• **EXERCISE TEXT**
Wound repair and regeneration : official publication of the Wound Healing Society [and] the European Tissue Repair Society

Exacerbated and prolonged inflammation impairs wound healing and increases scarring.

PMID 26562746


Altered inflammation in the early stage has long been assumed to affect subsequent steps of the repair process that could influence proper wound healing and remodeling. However, the lack of explicit experimental data makes the connection between dysregulated wound inflammation and poor wound healing elusive. To bridge this gap, we used the established rabbit ear hypertrophic scar model for studying the causal effect of dysregulated inflammation. We induced an exacerbated and prolonged inflammatory state in these wounds with the combination of trauma-related stimulators of pathogen-associated molecular patterns from heat-killed Pseudomonas aeruginosa and damage-associated molecular patterns from a dermal homogenate. In stimulated wounds, a heightened and lengthened inflammation was observed based on quantitative measurements of IL-6 expression, tissue polymorphonuclear leukocytes infiltration, and tissue myeloperoxidase activity. Along with the high level of inflammation, wound healing parameters (epithelial gap and others) at postoperative day 7 and 16 were significantly altered in stimulated wounds compared to unstimulated controls. By postoperative day 35, scar elevation of stimulated wounds was higher than that of control wounds (scar elevation index: 1.90 vs. 1.39, p < 0.01). Moreover, treatment of these inflamed wounds with Indomethacin (at concentrations of 0.01, 0.1, and 0.4%) reduced scar elevation but with adverse effects of delayed wound closure and increased cartilage hypertrophy. In summary, successful establishment of this inflamed wound model provides a platform to understand these detrimental aspects of unchecked inflammation and to further test agents that can modulate local inflammation to improve wound outcomes.

• **WORK REQUEST 1**
Extract the passage of the wound inflammation abstract from "Wound repair and" to "and increases scarring.".
• **WORK REQUEST 2**
According to the wound inflammation abstract, what were the scar elevation indices of stimulated and control wounds at postoperative day 35?

• **MATERIAL SHOWN**

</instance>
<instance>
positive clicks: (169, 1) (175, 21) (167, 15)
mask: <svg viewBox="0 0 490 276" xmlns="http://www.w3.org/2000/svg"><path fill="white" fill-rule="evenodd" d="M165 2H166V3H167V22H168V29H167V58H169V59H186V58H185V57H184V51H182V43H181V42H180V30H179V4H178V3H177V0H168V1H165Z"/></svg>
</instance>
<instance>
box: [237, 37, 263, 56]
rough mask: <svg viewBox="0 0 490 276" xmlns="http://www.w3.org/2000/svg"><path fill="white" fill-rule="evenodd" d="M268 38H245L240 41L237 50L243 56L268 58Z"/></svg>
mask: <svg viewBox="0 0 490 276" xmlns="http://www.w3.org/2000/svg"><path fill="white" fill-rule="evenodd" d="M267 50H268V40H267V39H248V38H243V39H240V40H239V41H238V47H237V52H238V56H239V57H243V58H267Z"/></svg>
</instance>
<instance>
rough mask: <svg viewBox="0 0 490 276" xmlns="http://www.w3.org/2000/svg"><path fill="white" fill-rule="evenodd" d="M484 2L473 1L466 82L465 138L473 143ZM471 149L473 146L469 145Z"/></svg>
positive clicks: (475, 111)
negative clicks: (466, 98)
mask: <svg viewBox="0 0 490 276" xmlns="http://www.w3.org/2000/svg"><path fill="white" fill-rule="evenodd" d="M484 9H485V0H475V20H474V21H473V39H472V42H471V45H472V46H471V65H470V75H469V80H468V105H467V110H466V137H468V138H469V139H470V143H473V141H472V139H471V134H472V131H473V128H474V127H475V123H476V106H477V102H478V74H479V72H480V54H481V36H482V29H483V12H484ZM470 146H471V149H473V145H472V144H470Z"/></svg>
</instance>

• **RESPONSE 1**
Wound repair and regeneration : official publication of the Wound Healing Society [and] the European Tissue Repair Society

Exacerbated and prolonged inflammation impairs wound healing and increases scarring.

• **RESPONSE 2**
The scar elevation index was 1.90 for stimulated wounds and 1.39 for control wounds.